Given passage
○ ○ ○ ○

Mom has since passed away. I am thinking a lot about her last days. Regrets linger over things I couldn’t change.

I was trying to get private duty nurses in to help us take care of her in an appropriate manner. I know my father was struggling to keep Mom feeling comfortable and such, but I don’t feel like he was tending to her hygiene in a good way. He was thinking like a husband, not like a caregiver, and was letting her stay in dirty clothes because he felt it was easier for her. Mom ended up with a bed sore from sitting in one position all the time, and she was sitting around in dirty shirts and pants (not filthy, just not fresh clothes every day). I didn’t realize what was happening because I wasn’t living there until after the bed sore appeared and I found out how he was taking care of her. Then Dad and I tried to take care of Mom, but it was a struggle, especially since I wasn’t there all the time. I’d get calls at 11:30 at night, or 2 in the morning, asking me to come help him clean her up. At that point, they were still struggling to use the bathroom in some normal fashion…and it WAS a struggle. Then as Mom’s capabilities decreased, Dad still wanted her to use the bathroom, which required even more of my assistance more often. It wasn’t that this was an issue for me–despite my lack of experience in caring for an adult in this situation–it was that I didn’t LIVE with them. Yes, I live close by, but it’s not the same…he wouldn’t call me until it was too late and he was in the bathroom with her and needed help. And the rest of the time he didn’t make her move from her position in the recliner…which meant she was probably sitting in wet and/or dirty pull-up adult diapers. It was a sad and painful situation for all of us.

I struggled to find someone to come help us, in part because my parents didn’t want anyone to come in and help, but also in part because I was afraid to make the wrong decision on who to bring in. In the end, I found a group to help us, referred to us by one of the women who cared for my grandmother in her last years. Unfortunately, that woman was out of state now, so I relied on her network of people who still lived here. The main issue is, I regret not forcing this on my parents earlier, because maybe we would have avoided the bed sore. Maybe it would have kept Mom a little more comfortable, and maybe it would have helped Dad hold onto more energy.

I also struggled with the idea of forcing hospice on my parents. Although I knew it would be helpful, again my parents refused to use the service until I basically gave them no option. And it was really too late. We were formally enrolled in hospice on a Friday night, and Mom passed away five days later. Well, it wasn’t completely too late, because the hospice nurses were helpful for those last fourteen hours or so, just in a crisis kind of way.

○ ○ ○ ○

Exercise requirements
1 – Summarize the passage about caring for Mom in two sentences.
2 – Rewrite the passage about caring for Mom, starting with "I struggled to" and going on through "onto more energy.", and replace "network" with "circle".
3 – According to the passage about caring for Mom, who referred the group that came to help?
The listing is separate material with no connection to the passage about caring for Mom.

○ ○ ○ ○

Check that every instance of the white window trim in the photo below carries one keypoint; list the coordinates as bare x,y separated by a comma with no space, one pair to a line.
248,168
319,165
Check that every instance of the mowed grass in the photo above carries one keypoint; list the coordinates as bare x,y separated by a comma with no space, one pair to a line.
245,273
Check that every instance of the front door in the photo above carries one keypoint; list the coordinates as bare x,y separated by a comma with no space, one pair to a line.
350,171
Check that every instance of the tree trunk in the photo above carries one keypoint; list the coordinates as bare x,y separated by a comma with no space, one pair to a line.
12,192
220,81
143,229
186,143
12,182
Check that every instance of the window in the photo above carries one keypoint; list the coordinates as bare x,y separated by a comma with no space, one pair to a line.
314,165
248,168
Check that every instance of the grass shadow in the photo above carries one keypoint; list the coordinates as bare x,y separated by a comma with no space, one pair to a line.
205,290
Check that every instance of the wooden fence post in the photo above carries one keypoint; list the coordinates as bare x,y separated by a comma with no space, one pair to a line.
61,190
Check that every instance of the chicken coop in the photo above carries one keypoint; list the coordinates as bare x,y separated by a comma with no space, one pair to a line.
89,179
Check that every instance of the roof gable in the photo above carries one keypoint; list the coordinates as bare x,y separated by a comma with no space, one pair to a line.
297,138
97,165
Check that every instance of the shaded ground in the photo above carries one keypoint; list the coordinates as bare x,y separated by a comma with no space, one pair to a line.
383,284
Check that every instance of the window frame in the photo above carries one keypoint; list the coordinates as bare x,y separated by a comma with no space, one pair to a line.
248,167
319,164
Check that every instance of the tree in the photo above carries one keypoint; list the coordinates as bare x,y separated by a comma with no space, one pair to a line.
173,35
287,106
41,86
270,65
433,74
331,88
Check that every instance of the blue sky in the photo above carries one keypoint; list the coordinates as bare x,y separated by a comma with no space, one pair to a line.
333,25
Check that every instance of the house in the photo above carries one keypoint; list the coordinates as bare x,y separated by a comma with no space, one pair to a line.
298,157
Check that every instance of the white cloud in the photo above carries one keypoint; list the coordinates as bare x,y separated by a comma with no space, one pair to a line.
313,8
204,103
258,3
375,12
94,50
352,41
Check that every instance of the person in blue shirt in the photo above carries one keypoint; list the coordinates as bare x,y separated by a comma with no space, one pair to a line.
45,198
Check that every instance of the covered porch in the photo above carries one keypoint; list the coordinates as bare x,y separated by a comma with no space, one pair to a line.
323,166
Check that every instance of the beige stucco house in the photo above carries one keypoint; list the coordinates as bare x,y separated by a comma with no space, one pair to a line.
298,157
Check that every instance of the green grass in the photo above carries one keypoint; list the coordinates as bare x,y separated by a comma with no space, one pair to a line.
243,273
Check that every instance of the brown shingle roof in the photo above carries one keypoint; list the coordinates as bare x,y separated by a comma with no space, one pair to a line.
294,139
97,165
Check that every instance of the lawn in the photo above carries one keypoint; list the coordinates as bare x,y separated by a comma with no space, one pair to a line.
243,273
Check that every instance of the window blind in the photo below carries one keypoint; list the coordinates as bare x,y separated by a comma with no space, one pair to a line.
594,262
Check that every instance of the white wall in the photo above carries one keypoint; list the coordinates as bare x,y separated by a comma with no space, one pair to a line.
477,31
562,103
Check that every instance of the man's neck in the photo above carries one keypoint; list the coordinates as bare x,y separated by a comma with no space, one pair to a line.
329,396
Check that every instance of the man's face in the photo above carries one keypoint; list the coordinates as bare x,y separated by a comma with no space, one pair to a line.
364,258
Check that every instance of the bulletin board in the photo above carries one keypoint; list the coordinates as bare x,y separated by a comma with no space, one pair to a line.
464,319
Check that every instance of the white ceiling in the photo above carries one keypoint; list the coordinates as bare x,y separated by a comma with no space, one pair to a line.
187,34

○ ○ ○ ○

Answer section
1 – The writer regrets not bringing in private duty nurses for Mom sooner, since Dad was not tending well to her hygiene and she developed a bed sore. The writer also struggled with forcing hospice on the parents, who refused it until they had no option, and Mom passed away five days after enrollment.

2 –
I struggled to find someone to come help us, in part because my parents didn’t want anyone to come in and help, but also in part because I was afraid to make the wrong decision on who to bring in. In the end, I found a group to help us, referred to us by one of the women who cared for my grandmother in her last years. Unfortunately, that woman was out of state now, so I relied on her circle of people who still lived here. The main issue is, I regret not forcing this on my parents earlier, because maybe we would have avoided the bed sore. Maybe it would have kept Mom a little more comfortable, and maybe it would have helped Dad hold onto more energy.

3 – The group was referred by one of the women who cared for the writer's grandmother in her last years.